■ **EXCERPTED PASSAGE**:
[Start of Attachment]
The original 1963 autopsy report
"It is our opinion that the deceased died as a result of two perforating gunshot wounds inflicted by high-velocity projectiles fired by a person or persons unknown. The projectiles were fired from a point behind and somewhat above the level of the deceased. The observations and available information do not permit a satisfactory estimate as to the sequence of the two wounds.

"The fatal missile entered the skull above and to the right of the external occipital protuberance. A portion of the projectile traversed the cranial cavity in a posterior-anterior direction (see lateral skull roentgenograms), depositing minute particles along its path. A portion of the projectile made its exit through the parietal bone on the right, carrying with it portions of cerebrum, skull, and scalp. The two wounds of the skull combined with the force of the missile produced extensive fragmentation of the skull, laceration of the superior sagittal sinus, and of the right cerebral hemisphere.

"The other missile entered the right superior posterior thorax above the scapula and traversed the soft tissues of the supra-scapular and supra-clavicular portions of the base of the right side of the neck. This missile produced contusions of the right apical parietal pleura and of the apical portion of the right upper lobe of the lung. The missile contused the strap muscles of the right side of the neck, damaged the trachea, and made its exit through the anterior surface of the neck. As far as can be ascertained, this missile struck no bony structures in its path through the body.

"In addition, it is our opinion that the wound of the skull produced such extensive damage to the brain as to preclude the possibility of the deceased surviving this injury.

"A supplementary report will be submitted following more detailed examinations of the brain and of microscopic sections. However, it is not anticipated that these examinations will materially alter the findings."
[End of Attachment]
■ **TASK 1**:
In the 1963 autopsy report, from what point were the projectiles fired?
■ **TASK 2**:
Pick up the 1963 autopsy report after its final sentence and carry it forward.

Saved entries:
[Start of Attachment]
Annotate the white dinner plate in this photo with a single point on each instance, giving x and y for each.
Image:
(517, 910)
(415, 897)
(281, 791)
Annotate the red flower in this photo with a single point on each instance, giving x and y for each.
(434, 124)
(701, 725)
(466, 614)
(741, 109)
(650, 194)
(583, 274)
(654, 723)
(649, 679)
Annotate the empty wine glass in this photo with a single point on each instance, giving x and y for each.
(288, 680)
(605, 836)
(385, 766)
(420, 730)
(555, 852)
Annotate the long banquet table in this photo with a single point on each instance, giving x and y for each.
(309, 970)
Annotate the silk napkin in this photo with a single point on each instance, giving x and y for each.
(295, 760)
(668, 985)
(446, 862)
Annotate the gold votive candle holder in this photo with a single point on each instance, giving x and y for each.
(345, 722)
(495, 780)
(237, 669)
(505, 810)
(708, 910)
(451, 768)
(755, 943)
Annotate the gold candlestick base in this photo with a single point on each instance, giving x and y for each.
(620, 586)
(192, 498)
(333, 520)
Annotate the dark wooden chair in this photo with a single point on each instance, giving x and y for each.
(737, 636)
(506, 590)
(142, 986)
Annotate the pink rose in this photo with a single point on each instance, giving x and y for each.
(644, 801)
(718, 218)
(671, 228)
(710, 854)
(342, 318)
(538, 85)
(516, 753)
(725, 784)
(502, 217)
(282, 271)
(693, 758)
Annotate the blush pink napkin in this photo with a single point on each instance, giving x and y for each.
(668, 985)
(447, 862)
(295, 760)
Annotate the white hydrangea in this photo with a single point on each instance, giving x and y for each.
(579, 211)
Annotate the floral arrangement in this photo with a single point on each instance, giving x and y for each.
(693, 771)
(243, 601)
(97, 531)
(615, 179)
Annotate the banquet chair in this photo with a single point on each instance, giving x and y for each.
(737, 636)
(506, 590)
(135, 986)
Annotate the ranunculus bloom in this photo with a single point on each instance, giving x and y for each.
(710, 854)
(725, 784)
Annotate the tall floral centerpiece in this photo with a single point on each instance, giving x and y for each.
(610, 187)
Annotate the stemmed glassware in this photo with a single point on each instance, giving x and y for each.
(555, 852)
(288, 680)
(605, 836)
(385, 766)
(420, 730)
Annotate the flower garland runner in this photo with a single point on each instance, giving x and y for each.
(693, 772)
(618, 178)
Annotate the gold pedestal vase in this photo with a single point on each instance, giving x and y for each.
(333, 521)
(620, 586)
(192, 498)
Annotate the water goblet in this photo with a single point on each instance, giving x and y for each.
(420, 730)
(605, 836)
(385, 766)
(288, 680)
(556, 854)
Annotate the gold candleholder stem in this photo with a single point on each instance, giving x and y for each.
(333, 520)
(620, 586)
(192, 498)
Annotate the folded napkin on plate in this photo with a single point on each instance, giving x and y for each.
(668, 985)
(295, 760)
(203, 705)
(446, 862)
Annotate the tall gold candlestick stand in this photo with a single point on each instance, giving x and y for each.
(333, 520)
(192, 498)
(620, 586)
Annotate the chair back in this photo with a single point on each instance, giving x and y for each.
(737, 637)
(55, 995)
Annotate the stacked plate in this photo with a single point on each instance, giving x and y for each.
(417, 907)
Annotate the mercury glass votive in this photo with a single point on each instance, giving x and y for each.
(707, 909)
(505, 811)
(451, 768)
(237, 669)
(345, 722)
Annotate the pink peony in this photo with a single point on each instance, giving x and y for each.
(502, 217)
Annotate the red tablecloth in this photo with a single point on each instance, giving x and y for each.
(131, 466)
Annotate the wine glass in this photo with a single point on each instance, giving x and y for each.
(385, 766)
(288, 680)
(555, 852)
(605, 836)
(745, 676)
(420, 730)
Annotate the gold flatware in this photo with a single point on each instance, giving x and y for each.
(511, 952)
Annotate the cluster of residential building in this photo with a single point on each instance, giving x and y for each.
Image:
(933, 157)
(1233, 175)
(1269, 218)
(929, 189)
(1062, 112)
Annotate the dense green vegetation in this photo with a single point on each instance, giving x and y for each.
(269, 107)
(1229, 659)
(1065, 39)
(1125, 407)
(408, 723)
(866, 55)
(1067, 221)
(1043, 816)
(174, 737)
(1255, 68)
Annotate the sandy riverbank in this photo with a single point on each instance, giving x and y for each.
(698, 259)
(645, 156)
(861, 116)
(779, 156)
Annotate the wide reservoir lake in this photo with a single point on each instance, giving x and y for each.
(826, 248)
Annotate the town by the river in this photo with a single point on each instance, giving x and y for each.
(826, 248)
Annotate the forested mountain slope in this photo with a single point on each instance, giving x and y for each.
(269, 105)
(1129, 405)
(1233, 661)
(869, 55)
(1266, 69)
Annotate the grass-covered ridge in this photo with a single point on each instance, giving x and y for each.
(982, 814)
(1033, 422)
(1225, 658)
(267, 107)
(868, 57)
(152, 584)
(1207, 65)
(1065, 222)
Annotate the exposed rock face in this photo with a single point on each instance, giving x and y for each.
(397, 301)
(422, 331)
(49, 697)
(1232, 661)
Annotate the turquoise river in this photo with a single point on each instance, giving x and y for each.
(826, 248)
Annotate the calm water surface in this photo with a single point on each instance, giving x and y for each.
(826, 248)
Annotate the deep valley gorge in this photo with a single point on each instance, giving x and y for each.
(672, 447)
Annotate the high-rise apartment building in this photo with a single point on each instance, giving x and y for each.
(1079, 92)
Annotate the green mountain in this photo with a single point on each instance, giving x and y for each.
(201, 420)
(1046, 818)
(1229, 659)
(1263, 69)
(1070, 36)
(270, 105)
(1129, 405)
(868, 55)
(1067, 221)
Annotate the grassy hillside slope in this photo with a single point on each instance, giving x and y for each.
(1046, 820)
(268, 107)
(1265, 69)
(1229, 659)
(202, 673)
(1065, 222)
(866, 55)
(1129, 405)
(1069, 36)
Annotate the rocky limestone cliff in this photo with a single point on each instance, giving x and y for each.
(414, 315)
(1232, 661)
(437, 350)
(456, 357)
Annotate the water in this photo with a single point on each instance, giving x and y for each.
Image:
[End of Attachment]
■ **RESPONSE AREA 1**:
From a point behind and somewhat above the level of the deceased.

■ **RESPONSE AREA 2**:
That night, Humes hand-delivered the autopsy report, signed by Humes, Boswell, and Finck, to Admiral Burkley at the White House. On December 6, 1963, Humes alone submitted to Burkley his supplementary report, writing in the final summary: "This supplementary report covers in more detail the extensive degree of cerebral trauma in this case. However, neither this portion of the examination nor the microscopic examinations alter the previously submitted report or add significant details to the cause of death."

Shortly afterward, Humes turned over everything from the autopsy to Admiral Burkley - bullet fragments, microscopic slides, paraffin blocks of tissue, undeveloped film, x-rays - and the preserved, unsectioned President's brain. "Burkley said he wanted everything," Humes says, "and he came out to Bethesda to get it. I gave it to him all in one package. What was left at Bethesda? Zero. I didn't make a copy of anything. Frankly, I was glad to be out from under the responsibility. Admiral Burkley gave me a receipt for the autopsy materials, including the brain. It was my understanding that all the autopsy materials, except the brain, would be placed in the National Archives. He told me that the family wanted to inter the brain with the President's body. I don't know what happened to the brain, but I do know that Admiral Burkley was an honorable man."

The medical autopsy of President John F. Kennedy was concluded. The conspiracy autopsies had yet to begin.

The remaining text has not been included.